◆ Assignment ◆
An exact copy of the lines from the one containing "Annotate the wooden" through the final line of the records is the only acceptable answer.

◆ Exercise data ◆
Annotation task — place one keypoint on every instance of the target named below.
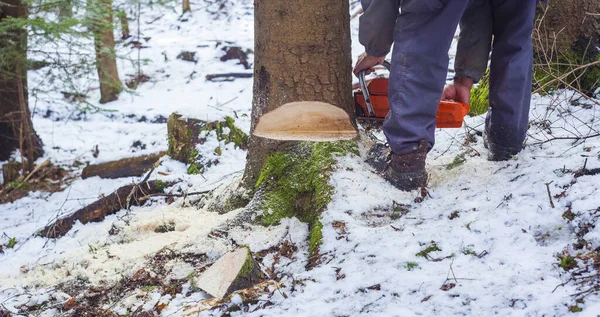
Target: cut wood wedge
(306, 121)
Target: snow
(499, 249)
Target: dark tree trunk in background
(124, 25)
(101, 15)
(16, 128)
(302, 52)
(569, 25)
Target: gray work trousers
(423, 33)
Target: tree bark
(16, 128)
(101, 16)
(125, 34)
(302, 53)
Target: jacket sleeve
(376, 25)
(474, 42)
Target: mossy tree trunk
(65, 9)
(567, 35)
(16, 128)
(302, 52)
(125, 34)
(101, 22)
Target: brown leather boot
(407, 171)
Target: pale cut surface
(306, 121)
(219, 276)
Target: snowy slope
(498, 235)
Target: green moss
(161, 185)
(296, 184)
(316, 237)
(12, 242)
(479, 96)
(458, 160)
(237, 136)
(432, 248)
(567, 262)
(179, 138)
(411, 266)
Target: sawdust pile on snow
(93, 255)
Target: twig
(577, 138)
(549, 194)
(397, 229)
(174, 195)
(229, 76)
(36, 169)
(562, 285)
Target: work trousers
(423, 34)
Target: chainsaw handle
(363, 86)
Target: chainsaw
(320, 121)
(371, 103)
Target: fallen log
(234, 271)
(124, 197)
(133, 166)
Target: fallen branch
(122, 198)
(228, 76)
(549, 194)
(135, 166)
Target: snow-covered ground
(497, 230)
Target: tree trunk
(101, 15)
(124, 25)
(16, 128)
(568, 25)
(295, 61)
(186, 6)
(567, 35)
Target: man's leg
(510, 77)
(422, 37)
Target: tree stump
(232, 272)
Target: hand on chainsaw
(366, 62)
(459, 90)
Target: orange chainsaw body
(450, 113)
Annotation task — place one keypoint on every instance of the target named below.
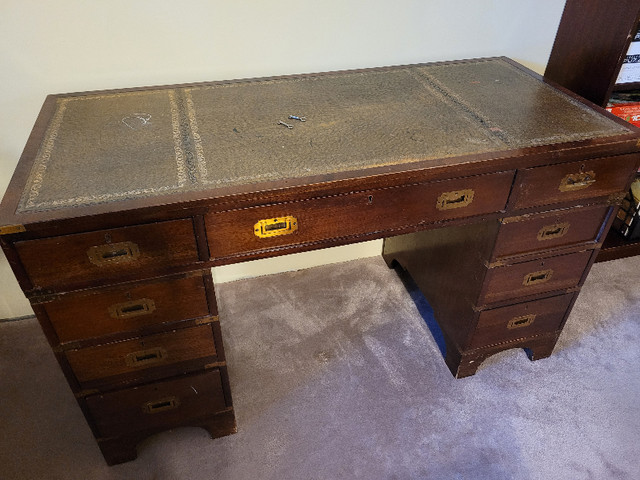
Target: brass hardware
(85, 393)
(616, 198)
(272, 227)
(9, 229)
(557, 230)
(134, 308)
(519, 322)
(207, 320)
(111, 253)
(455, 199)
(577, 181)
(161, 405)
(214, 365)
(535, 278)
(146, 357)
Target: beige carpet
(336, 375)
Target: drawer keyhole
(519, 322)
(113, 253)
(133, 308)
(455, 199)
(536, 278)
(161, 405)
(146, 357)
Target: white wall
(76, 45)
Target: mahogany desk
(493, 188)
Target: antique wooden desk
(490, 186)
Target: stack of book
(628, 220)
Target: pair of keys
(292, 117)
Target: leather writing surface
(112, 146)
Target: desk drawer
(165, 404)
(85, 258)
(359, 213)
(128, 308)
(572, 181)
(533, 277)
(549, 230)
(167, 352)
(527, 319)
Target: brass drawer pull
(111, 253)
(536, 278)
(520, 322)
(134, 308)
(550, 232)
(577, 181)
(455, 199)
(161, 405)
(146, 357)
(272, 227)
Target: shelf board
(626, 87)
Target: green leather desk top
(108, 146)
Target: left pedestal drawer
(87, 259)
(127, 308)
(148, 357)
(164, 404)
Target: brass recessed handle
(520, 322)
(110, 253)
(146, 357)
(577, 181)
(536, 278)
(455, 199)
(134, 308)
(161, 405)
(272, 227)
(550, 232)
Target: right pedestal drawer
(163, 404)
(555, 229)
(572, 181)
(527, 319)
(533, 277)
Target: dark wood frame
(592, 40)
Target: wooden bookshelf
(592, 40)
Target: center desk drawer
(84, 258)
(165, 404)
(532, 233)
(170, 353)
(567, 182)
(526, 319)
(534, 277)
(126, 308)
(255, 229)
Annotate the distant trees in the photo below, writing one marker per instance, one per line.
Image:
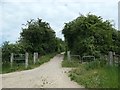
(37, 36)
(91, 35)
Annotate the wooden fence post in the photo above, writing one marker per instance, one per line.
(11, 59)
(68, 55)
(26, 60)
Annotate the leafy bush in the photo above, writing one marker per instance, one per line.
(105, 77)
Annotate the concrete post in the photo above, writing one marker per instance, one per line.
(26, 60)
(110, 58)
(34, 58)
(11, 59)
(68, 55)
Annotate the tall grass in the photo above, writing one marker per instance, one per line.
(6, 68)
(74, 62)
(92, 75)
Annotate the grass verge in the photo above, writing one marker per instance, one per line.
(102, 77)
(6, 68)
(95, 74)
(70, 63)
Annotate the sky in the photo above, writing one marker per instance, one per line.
(14, 13)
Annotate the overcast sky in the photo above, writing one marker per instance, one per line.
(14, 13)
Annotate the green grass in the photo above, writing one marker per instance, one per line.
(95, 74)
(70, 63)
(100, 77)
(6, 68)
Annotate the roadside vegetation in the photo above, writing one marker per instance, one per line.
(36, 36)
(91, 35)
(6, 68)
(95, 77)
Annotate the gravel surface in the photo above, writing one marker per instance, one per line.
(48, 75)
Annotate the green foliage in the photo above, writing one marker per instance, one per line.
(38, 36)
(91, 35)
(73, 63)
(8, 48)
(105, 77)
(6, 68)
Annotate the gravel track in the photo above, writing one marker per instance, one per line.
(48, 75)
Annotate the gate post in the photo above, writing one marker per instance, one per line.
(26, 60)
(68, 55)
(11, 59)
(110, 58)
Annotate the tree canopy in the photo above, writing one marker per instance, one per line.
(91, 35)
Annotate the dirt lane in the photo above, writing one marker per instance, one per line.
(48, 75)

◆ Answer box ◆
Annotate the wooden fence post in the photo above, writing one marker per instance, one per line.
(11, 59)
(68, 55)
(26, 60)
Annotate the leafy bush in the photo above, writing one marker per instance, one per line.
(105, 77)
Annotate the concrete post in the photo above, writing one marker per instance, one per line.
(26, 60)
(110, 58)
(34, 58)
(11, 59)
(68, 55)
Annotate the tall grass in the photo above, writing one marker per instance, one per line.
(6, 68)
(74, 62)
(92, 75)
Annotate the grass verge in the photo above, writing one marker per instance, one per line.
(102, 77)
(6, 68)
(95, 74)
(70, 63)
Annotate the sky in the photo above, writing one marker per instance, one per line.
(14, 13)
Annotate the overcast sky in the photo above, writing one marker per instance, one per line.
(14, 13)
Annotate the green grass in the photo above, writing one marker per instance, one per line.
(95, 74)
(70, 63)
(100, 77)
(6, 68)
Annotate the roadside vegetation in the photo above, writing one marker per instance, one per line.
(36, 36)
(91, 35)
(6, 68)
(95, 77)
Annotate the gravel surface in the photo above, writing one marker per instance, one per line.
(48, 75)
Annotate the green foliage in the photo above, writing one marker per instance, one per line.
(38, 36)
(91, 35)
(73, 63)
(8, 48)
(105, 77)
(6, 68)
Annotate the gravel track in the photo above, writing one marker per instance, one per line.
(48, 75)
Annotate the gate post in the photo above, writing one marker per instance, one per line.
(26, 60)
(68, 55)
(11, 59)
(110, 58)
Annotate the tree canopy in the photo above, writing one marker per instance, one per line.
(91, 35)
Annotate the dirt lane in the photo above, writing one marker per instance, one per line.
(48, 75)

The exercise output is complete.